__Trecho escolhido__:
::::::
O Nascimento de Buda

sexta-feira, 9 de março de 2007

O Nascimento do Buda (apud Borges, JL)

O Bodhisatva (o que chegará a ser Buda, título que significa "O Desperto") logrou, por méritos acumulados em infinitas encarnações anteriores, nascer no quarto céu dos deuses. Olha a terra do alto e examina atentamente o século, o continente, o reino e a casta em que renascerá para ser Buda e salvar os homens. Escolhe sua mãe, a rainha Maya (nome que significa a força mágica que cria o universo ilusório), mulher de Sudohodana, que é rei na cidade de Kapilavastu, ao sul de Nepal. Maya sonha que entra em seu flanco um elefante de seis presas, tendo o corpo branco como a neve e a cabeça cor de rubi. Ao despertar, a rainha não sente qualquer dor ou sensação de peso, mas tão somente agilidade e bem-estar. Os deuses criam um palácio em seu corpo; neste recinto, o Bodhisatva espera rezando a sua hora. No segundo mês da primavera a rainha atravessa um jardim, e uma árvore, cujas folhas resplandecem como a plumagem de um pavão real, lhe estende um ramo que ela aceita com naturalidade. Neste momento o Bodhisatva se levanta e nasce pelo flanco direito da rainha sem lhe causar mal. O recém-nascido dá sete passos, olha à direita e à esquerda, acima e abaixo, atrás e adiante, constata que no universo não há outro igual a ele e anuncia com voz de leão: Sou o primeiro e o melhor, este é o meu último nascimento e venho dar fim à dor, à doença e à morte. Duas nuvens vertem água fria e quente para banhar mãe e filho; os cegos enxergam, os surdos ouvem, os aleijados caminham, os instrumentos musicais tocam sozinhos; os deuses do quarto céu se regozijam, cantam e dançam; os condenados no inferno esquecem sua dor. Naquele mesmo instante nasce sua futura mulher, Yasodhara, como nascem também seu cocheiro, seu cavalo, seu elefante e a árvore a cuja sombra chegará à libertação. O menino recebe o nome de Sidharta e também é conhecido pelo nome de Gautama, que foi adotado por sua família, os Sakyas.
::::::
__Registros selecionados__:

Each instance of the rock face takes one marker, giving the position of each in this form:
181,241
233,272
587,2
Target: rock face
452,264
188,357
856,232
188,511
::::::
__O que fazer__:
[1] Responda com base no texto sobre o nascimento de Buda:
(a) Em que cidade Sudohodana é rei?
(b) Quantos passos o recém-nascido dá?
(c) Qual é o nome da futura mulher dele?
[2] Prolongue o texto sobre o nascimento de Buda, começando logo depois da última frase.

__Respostas por tarefa__:
[1]
(a) Kapilavastu.
(b) Sete.
(c) Yasodhara.

[2]
A mãe morre aos sete dias de haver nascido o Bodhisatva e sobe aos céus dos trinta e três devas. Um vidente, Asita, ouve o júbilo destas divindades, desce da montanha, toma o menino em seus braços e diz: É o incomparável. Comprova nele as marcas do eleito: uma espécie de alta coroa orgânica na metade do crânio, pestanas de boi, quarenta dentes muito unidos e brancos, queixada de leão, altura igual à extensão dos braços abertos, cor dourada, membranas interdigitais e centenas de formas desenhadas nas plantas dos pés, entre as quais figuram o tigre, o elefante, a flor de lótus, a montanha piramidal Meru, a roda e a suástica. Em seguida Asita chora porque se sabe demasiado velho para receber a doutrina que o Buda predicará no futuro.